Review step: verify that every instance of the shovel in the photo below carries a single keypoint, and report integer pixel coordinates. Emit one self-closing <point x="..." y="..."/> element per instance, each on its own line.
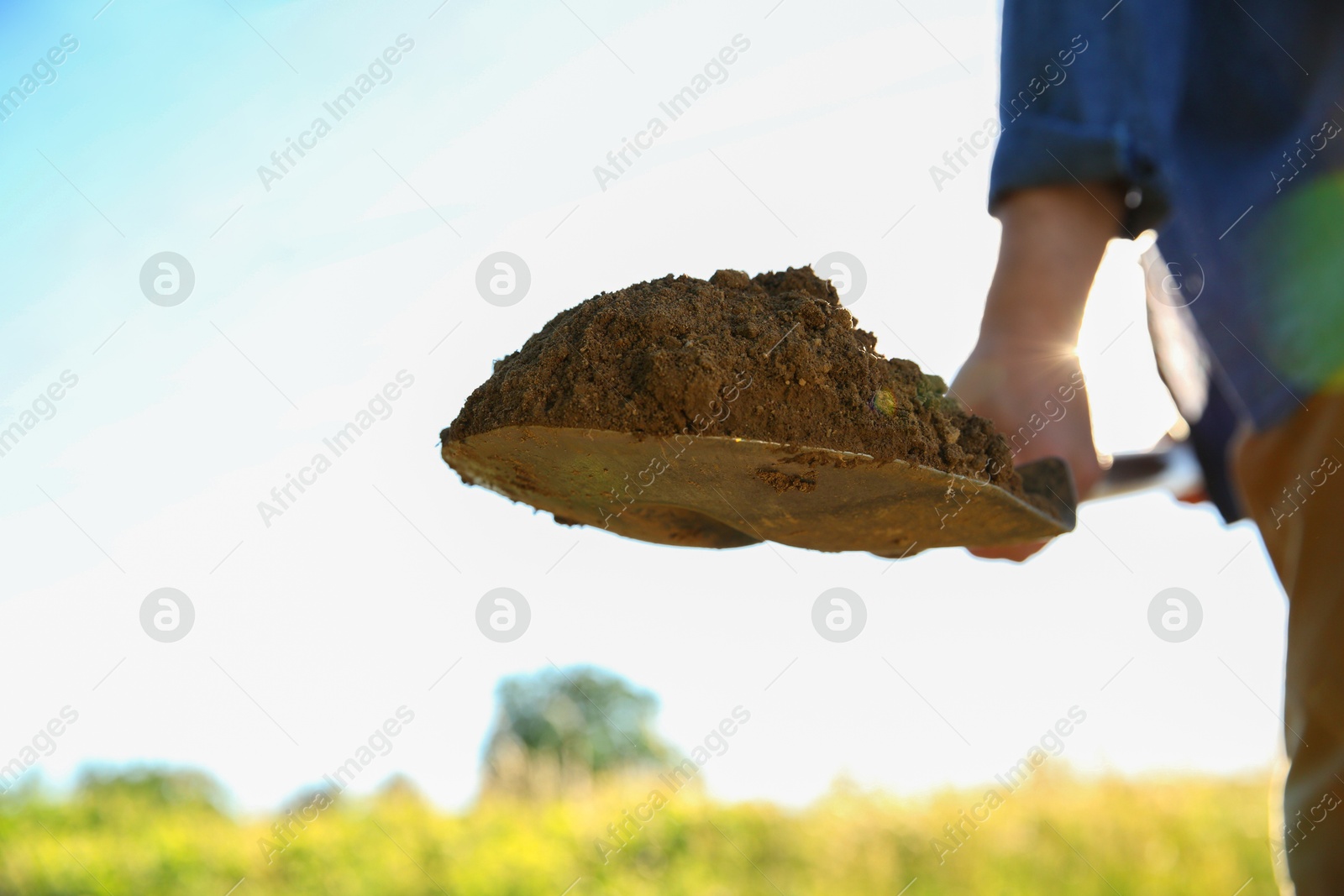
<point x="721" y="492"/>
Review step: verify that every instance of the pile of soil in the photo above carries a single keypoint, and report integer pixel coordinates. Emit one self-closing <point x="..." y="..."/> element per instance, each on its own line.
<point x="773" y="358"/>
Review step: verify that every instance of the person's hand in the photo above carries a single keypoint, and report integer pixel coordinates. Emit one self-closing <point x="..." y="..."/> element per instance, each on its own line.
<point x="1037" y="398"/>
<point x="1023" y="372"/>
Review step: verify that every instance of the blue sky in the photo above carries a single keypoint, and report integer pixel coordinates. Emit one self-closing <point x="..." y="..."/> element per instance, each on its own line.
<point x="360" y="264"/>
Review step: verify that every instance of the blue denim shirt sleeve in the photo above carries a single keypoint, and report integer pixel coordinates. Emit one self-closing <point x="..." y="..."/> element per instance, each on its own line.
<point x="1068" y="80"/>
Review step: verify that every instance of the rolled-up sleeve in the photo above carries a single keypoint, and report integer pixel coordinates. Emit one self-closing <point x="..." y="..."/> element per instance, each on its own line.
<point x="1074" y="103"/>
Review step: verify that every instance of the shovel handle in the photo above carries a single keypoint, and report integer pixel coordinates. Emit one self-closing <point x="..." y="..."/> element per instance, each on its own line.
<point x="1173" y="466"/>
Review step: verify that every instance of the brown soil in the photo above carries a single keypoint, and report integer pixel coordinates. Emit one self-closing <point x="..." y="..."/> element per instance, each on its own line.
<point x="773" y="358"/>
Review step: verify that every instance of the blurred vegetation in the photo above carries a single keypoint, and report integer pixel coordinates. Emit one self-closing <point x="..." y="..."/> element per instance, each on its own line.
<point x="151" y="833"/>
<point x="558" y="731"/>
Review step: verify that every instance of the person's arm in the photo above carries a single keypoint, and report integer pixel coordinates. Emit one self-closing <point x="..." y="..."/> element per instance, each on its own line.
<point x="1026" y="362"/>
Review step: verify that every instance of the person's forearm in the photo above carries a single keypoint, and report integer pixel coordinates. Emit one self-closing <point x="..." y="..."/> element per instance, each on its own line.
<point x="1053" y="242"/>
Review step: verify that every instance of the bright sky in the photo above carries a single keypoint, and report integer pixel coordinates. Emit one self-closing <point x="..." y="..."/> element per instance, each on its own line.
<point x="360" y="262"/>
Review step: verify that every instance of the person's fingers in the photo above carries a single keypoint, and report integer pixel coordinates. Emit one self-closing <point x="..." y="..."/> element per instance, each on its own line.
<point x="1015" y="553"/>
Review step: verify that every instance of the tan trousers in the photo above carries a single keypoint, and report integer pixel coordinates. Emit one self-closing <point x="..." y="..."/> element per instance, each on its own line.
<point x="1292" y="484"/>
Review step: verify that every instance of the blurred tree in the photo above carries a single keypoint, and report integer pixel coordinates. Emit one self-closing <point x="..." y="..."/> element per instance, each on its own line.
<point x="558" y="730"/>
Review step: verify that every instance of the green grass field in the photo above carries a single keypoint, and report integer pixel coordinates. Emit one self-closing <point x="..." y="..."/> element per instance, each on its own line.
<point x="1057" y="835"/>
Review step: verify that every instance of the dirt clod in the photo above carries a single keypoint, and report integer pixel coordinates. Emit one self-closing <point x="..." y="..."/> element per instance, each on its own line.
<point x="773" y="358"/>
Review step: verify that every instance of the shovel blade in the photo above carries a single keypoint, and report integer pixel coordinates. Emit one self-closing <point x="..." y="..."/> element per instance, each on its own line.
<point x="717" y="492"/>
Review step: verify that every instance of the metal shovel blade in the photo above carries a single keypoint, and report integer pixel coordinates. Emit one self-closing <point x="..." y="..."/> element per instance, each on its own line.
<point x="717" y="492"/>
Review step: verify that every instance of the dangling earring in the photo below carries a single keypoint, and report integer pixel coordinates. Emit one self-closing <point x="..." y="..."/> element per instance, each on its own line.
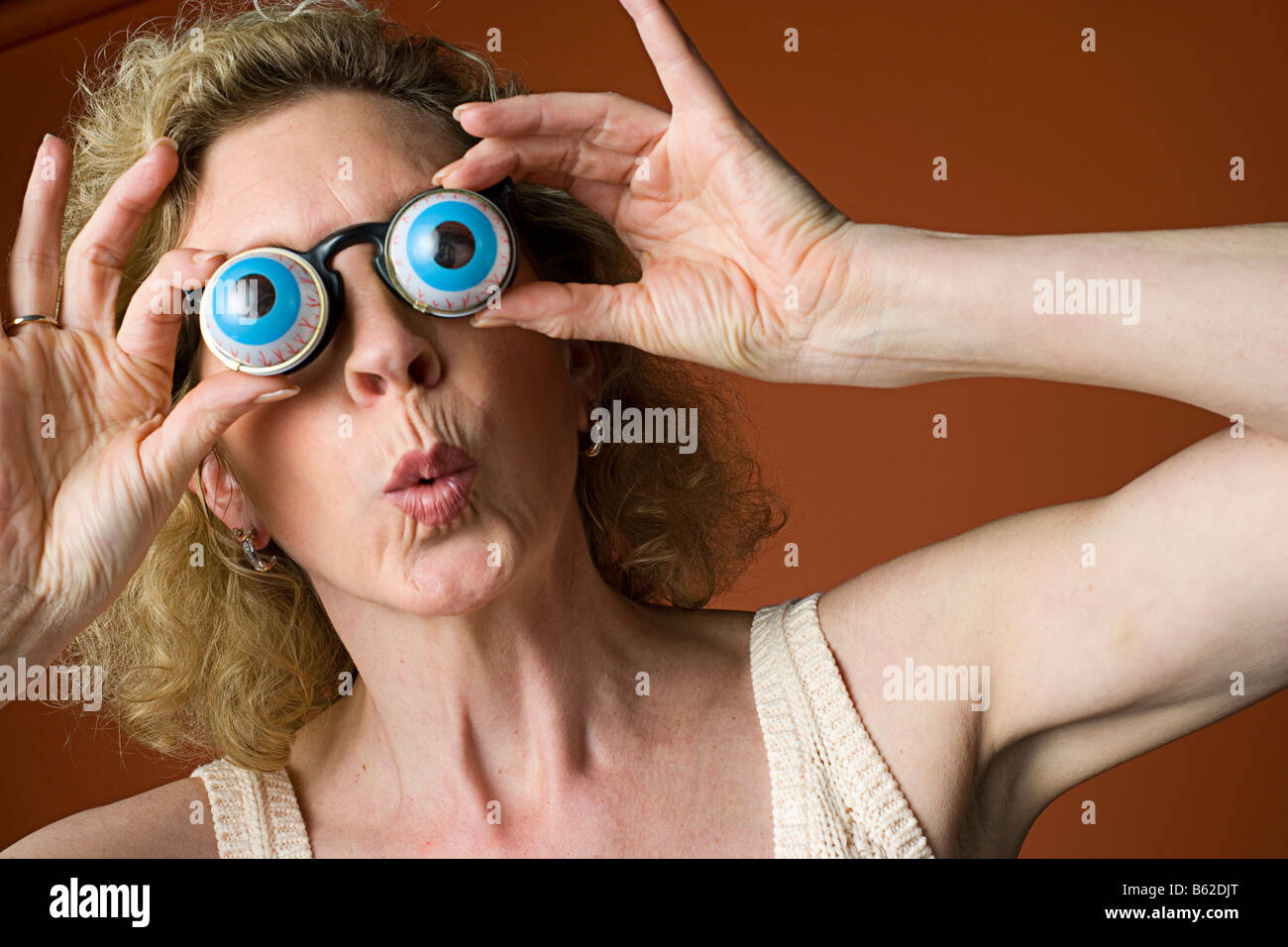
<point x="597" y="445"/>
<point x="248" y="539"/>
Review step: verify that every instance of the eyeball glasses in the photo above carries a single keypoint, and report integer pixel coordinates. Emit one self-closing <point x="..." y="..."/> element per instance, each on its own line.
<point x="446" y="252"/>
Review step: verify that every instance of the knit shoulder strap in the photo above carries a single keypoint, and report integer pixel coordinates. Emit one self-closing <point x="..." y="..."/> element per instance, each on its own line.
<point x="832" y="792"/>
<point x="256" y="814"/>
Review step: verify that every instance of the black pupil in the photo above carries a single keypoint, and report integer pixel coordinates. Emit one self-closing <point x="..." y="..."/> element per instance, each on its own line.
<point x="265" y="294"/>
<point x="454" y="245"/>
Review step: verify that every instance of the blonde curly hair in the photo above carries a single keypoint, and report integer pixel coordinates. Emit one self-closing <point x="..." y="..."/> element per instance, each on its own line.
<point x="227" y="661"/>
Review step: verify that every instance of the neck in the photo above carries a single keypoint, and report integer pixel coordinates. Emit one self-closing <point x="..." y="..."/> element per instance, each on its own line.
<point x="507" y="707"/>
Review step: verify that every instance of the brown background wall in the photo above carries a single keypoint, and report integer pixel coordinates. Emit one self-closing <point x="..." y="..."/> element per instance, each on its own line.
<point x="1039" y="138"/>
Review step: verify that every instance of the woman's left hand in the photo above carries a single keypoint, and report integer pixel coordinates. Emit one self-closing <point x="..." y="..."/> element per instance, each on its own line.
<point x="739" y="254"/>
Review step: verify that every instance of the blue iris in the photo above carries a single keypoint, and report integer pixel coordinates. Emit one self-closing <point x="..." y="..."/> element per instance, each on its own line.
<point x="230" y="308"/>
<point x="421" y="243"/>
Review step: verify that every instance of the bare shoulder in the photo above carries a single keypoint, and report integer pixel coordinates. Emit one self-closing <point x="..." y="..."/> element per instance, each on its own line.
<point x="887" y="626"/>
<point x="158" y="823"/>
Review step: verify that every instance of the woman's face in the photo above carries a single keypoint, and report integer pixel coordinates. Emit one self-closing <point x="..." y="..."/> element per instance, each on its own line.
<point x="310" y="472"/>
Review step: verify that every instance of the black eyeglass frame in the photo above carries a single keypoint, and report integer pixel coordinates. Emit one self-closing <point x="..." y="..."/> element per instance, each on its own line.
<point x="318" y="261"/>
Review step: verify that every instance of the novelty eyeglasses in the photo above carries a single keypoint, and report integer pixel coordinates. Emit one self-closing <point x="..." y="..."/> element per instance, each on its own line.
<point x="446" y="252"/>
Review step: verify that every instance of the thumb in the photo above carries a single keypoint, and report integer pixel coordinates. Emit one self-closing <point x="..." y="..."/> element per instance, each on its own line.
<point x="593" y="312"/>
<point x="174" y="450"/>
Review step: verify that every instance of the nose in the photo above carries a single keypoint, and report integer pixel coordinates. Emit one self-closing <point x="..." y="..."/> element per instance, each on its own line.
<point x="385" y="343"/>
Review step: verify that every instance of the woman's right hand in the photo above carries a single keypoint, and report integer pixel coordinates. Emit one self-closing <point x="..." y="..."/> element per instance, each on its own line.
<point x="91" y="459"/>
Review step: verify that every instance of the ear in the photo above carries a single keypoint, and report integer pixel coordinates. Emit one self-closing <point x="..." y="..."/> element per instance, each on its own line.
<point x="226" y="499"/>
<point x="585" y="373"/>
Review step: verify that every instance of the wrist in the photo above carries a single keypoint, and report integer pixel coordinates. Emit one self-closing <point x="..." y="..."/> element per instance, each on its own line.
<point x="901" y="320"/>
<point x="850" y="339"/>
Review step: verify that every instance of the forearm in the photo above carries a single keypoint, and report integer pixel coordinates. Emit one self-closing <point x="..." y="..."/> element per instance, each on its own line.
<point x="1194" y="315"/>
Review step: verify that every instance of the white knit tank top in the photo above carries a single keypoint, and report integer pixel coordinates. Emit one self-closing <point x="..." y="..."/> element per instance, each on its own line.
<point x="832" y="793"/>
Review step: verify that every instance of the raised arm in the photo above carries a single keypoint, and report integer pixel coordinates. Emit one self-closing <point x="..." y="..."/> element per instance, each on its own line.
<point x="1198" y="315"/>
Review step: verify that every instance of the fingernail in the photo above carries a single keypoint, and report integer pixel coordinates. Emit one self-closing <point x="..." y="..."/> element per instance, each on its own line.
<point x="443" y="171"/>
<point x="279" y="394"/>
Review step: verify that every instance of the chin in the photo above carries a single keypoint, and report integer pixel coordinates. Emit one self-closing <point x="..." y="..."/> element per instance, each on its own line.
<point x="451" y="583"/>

· · · · ·

TASK BRIEF: Retype the stretch from the line containing "Review step: verify that every instance of the fingernail" through the end of the material above, word for word.

WORKED SOLUTION:
Review step: verify that every instance of the fingernail in the photo above carries a single keypoint, and report integer pixel coordinates. Emit one self-closing <point x="..." y="..."/> element per instance, each on its own line.
<point x="443" y="171"/>
<point x="279" y="394"/>
Review step: verify that every instance of the chin in the photo above carries a single keypoint, and report integer pixel coordinates. Emit one self-closing <point x="..." y="..."/> element per instance, each on its own line.
<point x="451" y="583"/>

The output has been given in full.